**WHAT THE TASK REQUIRES:** Pull out every line of the material below that contains the word "license", and copy each one unchanged.

▽

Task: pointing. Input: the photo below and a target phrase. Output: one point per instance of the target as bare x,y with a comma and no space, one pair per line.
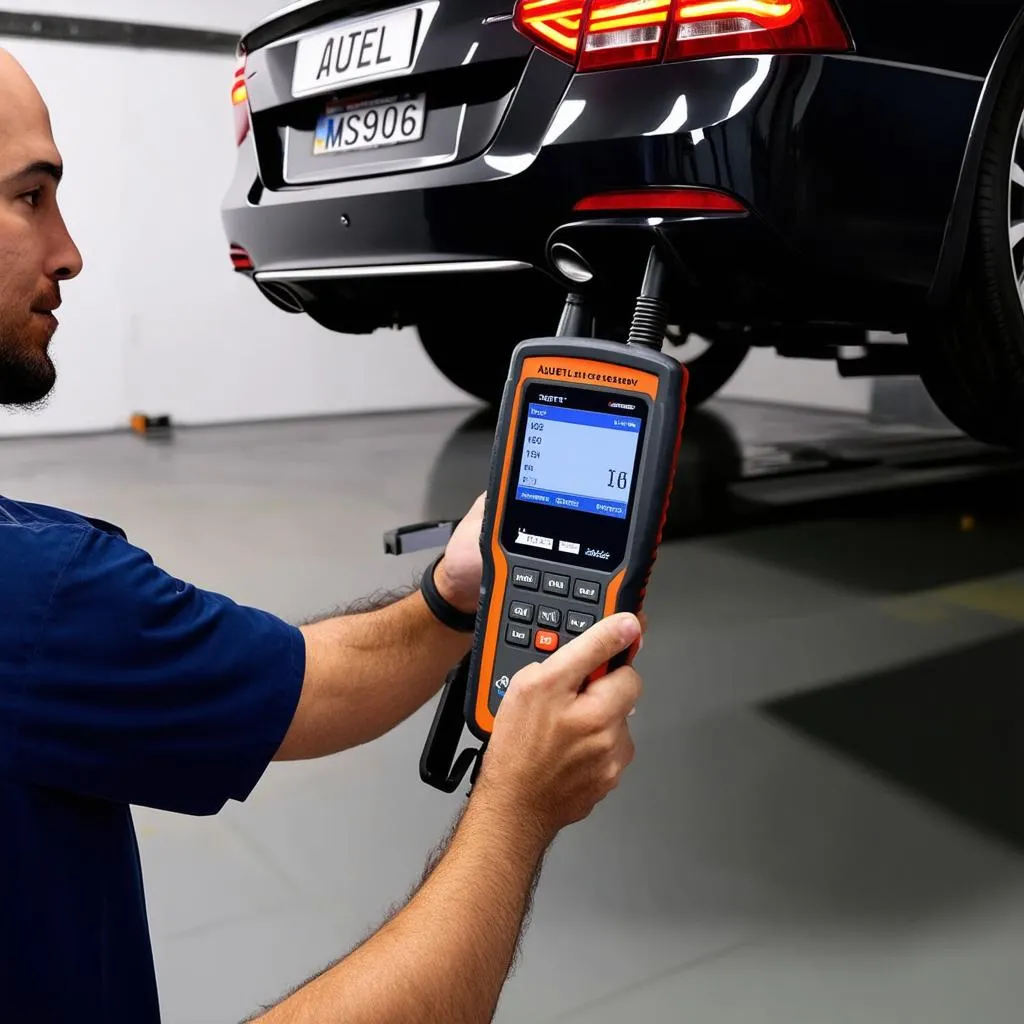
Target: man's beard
27,373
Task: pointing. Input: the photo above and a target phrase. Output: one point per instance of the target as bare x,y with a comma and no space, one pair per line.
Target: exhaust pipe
283,296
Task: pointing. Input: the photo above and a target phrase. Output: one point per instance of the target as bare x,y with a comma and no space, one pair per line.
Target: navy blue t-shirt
119,685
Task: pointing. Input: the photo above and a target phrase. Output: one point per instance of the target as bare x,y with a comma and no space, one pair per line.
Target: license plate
355,50
366,126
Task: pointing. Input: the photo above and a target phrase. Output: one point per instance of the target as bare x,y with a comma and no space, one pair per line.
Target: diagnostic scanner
580,482
581,477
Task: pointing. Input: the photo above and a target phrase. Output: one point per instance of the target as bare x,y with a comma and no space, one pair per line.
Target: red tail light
685,198
241,260
595,34
707,28
553,25
240,100
630,32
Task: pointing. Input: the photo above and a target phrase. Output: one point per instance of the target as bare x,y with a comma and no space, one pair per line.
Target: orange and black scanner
581,477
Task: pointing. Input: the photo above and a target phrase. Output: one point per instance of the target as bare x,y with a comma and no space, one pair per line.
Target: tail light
595,34
706,29
685,198
240,100
241,260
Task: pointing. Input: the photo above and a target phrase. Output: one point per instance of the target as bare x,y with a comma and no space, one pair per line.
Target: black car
814,170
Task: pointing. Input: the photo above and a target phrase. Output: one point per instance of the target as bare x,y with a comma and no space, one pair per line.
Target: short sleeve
147,690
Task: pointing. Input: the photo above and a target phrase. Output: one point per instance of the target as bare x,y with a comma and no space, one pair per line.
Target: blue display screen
579,460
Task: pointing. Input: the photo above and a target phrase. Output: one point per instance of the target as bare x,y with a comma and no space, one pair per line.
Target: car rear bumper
848,169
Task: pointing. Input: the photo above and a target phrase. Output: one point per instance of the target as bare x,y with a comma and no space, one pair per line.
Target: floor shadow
950,729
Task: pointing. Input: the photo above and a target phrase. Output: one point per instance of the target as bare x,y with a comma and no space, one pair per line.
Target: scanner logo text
588,375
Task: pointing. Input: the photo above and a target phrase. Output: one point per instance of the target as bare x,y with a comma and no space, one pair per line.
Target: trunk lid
344,89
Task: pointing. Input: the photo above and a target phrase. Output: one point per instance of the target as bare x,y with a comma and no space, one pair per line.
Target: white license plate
366,126
352,51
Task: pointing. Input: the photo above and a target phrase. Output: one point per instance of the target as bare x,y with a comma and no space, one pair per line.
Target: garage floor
824,822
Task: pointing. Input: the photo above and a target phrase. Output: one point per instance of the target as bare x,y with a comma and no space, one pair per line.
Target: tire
714,368
973,353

△

**SOLVED EXERCISE:**
Target: license plate
Target: white license plate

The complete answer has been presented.